§ **Problem**
Convert the data below into a two-column CSV with the headers input and output, one row per input. Put each input's text and its answer in separate quoted fields, and replace line breaks with spaces.

Begin Exercise materials

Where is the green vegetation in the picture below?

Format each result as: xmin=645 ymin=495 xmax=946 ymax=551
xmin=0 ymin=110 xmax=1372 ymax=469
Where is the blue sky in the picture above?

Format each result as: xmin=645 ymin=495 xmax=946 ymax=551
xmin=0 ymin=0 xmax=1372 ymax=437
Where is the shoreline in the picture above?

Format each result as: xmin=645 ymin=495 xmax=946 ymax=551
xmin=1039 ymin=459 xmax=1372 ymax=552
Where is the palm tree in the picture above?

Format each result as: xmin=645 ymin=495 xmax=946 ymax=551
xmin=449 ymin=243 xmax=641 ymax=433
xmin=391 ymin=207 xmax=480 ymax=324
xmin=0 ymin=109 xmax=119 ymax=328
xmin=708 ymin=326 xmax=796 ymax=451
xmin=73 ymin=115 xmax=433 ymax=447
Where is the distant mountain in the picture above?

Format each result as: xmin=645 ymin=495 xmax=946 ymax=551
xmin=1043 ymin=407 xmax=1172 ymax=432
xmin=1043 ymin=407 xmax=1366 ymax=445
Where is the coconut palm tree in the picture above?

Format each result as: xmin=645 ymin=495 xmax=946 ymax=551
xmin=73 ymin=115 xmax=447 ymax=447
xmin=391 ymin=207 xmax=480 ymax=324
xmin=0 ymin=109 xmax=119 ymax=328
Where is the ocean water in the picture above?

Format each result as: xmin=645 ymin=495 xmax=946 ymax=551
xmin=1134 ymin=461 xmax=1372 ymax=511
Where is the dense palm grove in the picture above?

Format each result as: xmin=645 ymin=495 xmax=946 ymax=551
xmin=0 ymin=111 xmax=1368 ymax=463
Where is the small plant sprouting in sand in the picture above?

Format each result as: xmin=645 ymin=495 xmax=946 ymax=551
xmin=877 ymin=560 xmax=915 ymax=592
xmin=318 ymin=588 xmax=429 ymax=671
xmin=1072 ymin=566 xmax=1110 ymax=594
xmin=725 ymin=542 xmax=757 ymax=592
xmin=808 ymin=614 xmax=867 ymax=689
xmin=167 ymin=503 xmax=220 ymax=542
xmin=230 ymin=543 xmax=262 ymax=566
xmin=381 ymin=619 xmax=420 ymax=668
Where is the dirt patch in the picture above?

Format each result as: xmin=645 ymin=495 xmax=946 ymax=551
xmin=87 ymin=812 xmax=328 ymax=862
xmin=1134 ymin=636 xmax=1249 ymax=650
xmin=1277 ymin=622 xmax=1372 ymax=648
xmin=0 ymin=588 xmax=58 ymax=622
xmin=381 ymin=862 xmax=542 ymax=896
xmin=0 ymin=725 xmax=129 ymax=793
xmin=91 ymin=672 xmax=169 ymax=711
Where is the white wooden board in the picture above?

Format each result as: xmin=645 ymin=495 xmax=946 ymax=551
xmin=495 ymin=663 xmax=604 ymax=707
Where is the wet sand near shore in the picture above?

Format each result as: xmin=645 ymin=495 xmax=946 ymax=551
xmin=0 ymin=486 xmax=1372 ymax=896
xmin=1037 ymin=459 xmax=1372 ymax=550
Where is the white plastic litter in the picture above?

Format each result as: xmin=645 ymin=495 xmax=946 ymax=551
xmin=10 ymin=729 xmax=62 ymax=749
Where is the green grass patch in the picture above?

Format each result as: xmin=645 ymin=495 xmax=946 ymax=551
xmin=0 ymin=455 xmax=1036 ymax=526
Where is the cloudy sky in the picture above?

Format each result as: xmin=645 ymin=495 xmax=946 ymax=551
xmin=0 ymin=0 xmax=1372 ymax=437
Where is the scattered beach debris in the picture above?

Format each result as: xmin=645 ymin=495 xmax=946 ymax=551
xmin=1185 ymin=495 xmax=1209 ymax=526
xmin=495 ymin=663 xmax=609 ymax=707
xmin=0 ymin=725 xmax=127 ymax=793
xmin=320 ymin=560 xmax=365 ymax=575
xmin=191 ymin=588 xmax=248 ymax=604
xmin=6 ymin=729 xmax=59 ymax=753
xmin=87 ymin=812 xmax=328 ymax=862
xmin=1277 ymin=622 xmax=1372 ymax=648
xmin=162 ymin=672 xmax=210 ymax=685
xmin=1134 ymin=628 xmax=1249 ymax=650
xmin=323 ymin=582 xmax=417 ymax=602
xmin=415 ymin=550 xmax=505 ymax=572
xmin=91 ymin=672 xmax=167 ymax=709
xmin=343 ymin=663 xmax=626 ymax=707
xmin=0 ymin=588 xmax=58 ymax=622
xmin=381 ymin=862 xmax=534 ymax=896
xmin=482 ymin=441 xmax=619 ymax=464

End Exercise materials

§ **Full output**
input,output
"Where is the green vegetation in the picture below? Format each result as: xmin=645 ymin=495 xmax=946 ymax=551","xmin=0 ymin=110 xmax=1372 ymax=469"
"Where is the blue sky in the picture above? Format each result as: xmin=645 ymin=495 xmax=946 ymax=551","xmin=0 ymin=0 xmax=1372 ymax=437"
"Where is the shoreline in the picture above? Format each result as: xmin=645 ymin=495 xmax=946 ymax=551","xmin=1039 ymin=459 xmax=1372 ymax=552"
"Where is the palm tree in the picture above? Format each result as: xmin=645 ymin=495 xmax=946 ymax=551","xmin=449 ymin=243 xmax=641 ymax=433 xmin=391 ymin=207 xmax=480 ymax=324 xmin=0 ymin=109 xmax=119 ymax=328 xmin=708 ymin=326 xmax=796 ymax=451 xmin=73 ymin=115 xmax=433 ymax=447"
"Where is the distant mountain in the picture above? Format each result as: xmin=645 ymin=495 xmax=946 ymax=551","xmin=1043 ymin=407 xmax=1172 ymax=432 xmin=1043 ymin=407 xmax=1366 ymax=445"
"Where is the coconut palm tree in the picture above? Format each result as: xmin=645 ymin=495 xmax=946 ymax=551","xmin=73 ymin=115 xmax=447 ymax=447 xmin=391 ymin=207 xmax=480 ymax=324 xmin=0 ymin=109 xmax=119 ymax=328"
"Where is the ocean water in the picture above? Format each result as: xmin=645 ymin=495 xmax=946 ymax=551","xmin=1134 ymin=461 xmax=1372 ymax=511"
"Where is the dense palm grove in the picture above? Format each result as: xmin=645 ymin=495 xmax=946 ymax=551","xmin=0 ymin=111 xmax=1368 ymax=463"
"Where is the small plant sprouting in sand in the picture above? Format each result as: xmin=645 ymin=495 xmax=946 ymax=551","xmin=877 ymin=560 xmax=915 ymax=592 xmin=318 ymin=588 xmax=429 ymax=671 xmin=1072 ymin=566 xmax=1110 ymax=594 xmin=725 ymin=542 xmax=757 ymax=592 xmin=808 ymin=614 xmax=867 ymax=689 xmin=167 ymin=503 xmax=220 ymax=542 xmin=230 ymin=543 xmax=262 ymax=566 xmin=381 ymin=619 xmax=420 ymax=668"
"Where is the dirt patch in the picture above? Format each result as: xmin=645 ymin=495 xmax=946 ymax=551","xmin=87 ymin=812 xmax=328 ymax=862 xmin=1134 ymin=636 xmax=1249 ymax=650 xmin=1277 ymin=622 xmax=1372 ymax=648 xmin=0 ymin=588 xmax=58 ymax=622 xmin=381 ymin=862 xmax=542 ymax=896 xmin=0 ymin=725 xmax=129 ymax=793 xmin=91 ymin=672 xmax=169 ymax=711"
"Where is the white wooden board in the picture above? Format each result as: xmin=645 ymin=495 xmax=946 ymax=551","xmin=495 ymin=663 xmax=604 ymax=707"
"Where is the wet sand near shore in the picture above? Format each result as: xmin=645 ymin=495 xmax=946 ymax=551","xmin=0 ymin=486 xmax=1372 ymax=896 xmin=1037 ymin=459 xmax=1372 ymax=550"
"Where is the white plastic litter in the picture above? Format each result as: xmin=645 ymin=495 xmax=946 ymax=551","xmin=10 ymin=729 xmax=62 ymax=749"
"Where is the green grass patch in the picture above? Format each result as: xmin=645 ymin=495 xmax=946 ymax=551","xmin=0 ymin=455 xmax=1036 ymax=526"
"Where is the cloudy sky in the picture above? Format each result as: xmin=645 ymin=495 xmax=946 ymax=551","xmin=0 ymin=0 xmax=1372 ymax=437"
"Where is the scattered beach debris in the picture above? Format each result as: xmin=645 ymin=495 xmax=946 ymax=551","xmin=1185 ymin=495 xmax=1209 ymax=526 xmin=495 ymin=663 xmax=609 ymax=707 xmin=0 ymin=725 xmax=127 ymax=793 xmin=320 ymin=560 xmax=365 ymax=575 xmin=191 ymin=588 xmax=248 ymax=604 xmin=6 ymin=729 xmax=59 ymax=753 xmin=87 ymin=812 xmax=328 ymax=862 xmin=1277 ymin=622 xmax=1372 ymax=648 xmin=162 ymin=672 xmax=210 ymax=685 xmin=1134 ymin=628 xmax=1249 ymax=650 xmin=323 ymin=582 xmax=417 ymax=602 xmin=415 ymin=550 xmax=505 ymax=572 xmin=91 ymin=672 xmax=167 ymax=709 xmin=343 ymin=663 xmax=626 ymax=707 xmin=0 ymin=588 xmax=58 ymax=622 xmin=381 ymin=862 xmax=534 ymax=896 xmin=482 ymin=441 xmax=619 ymax=464"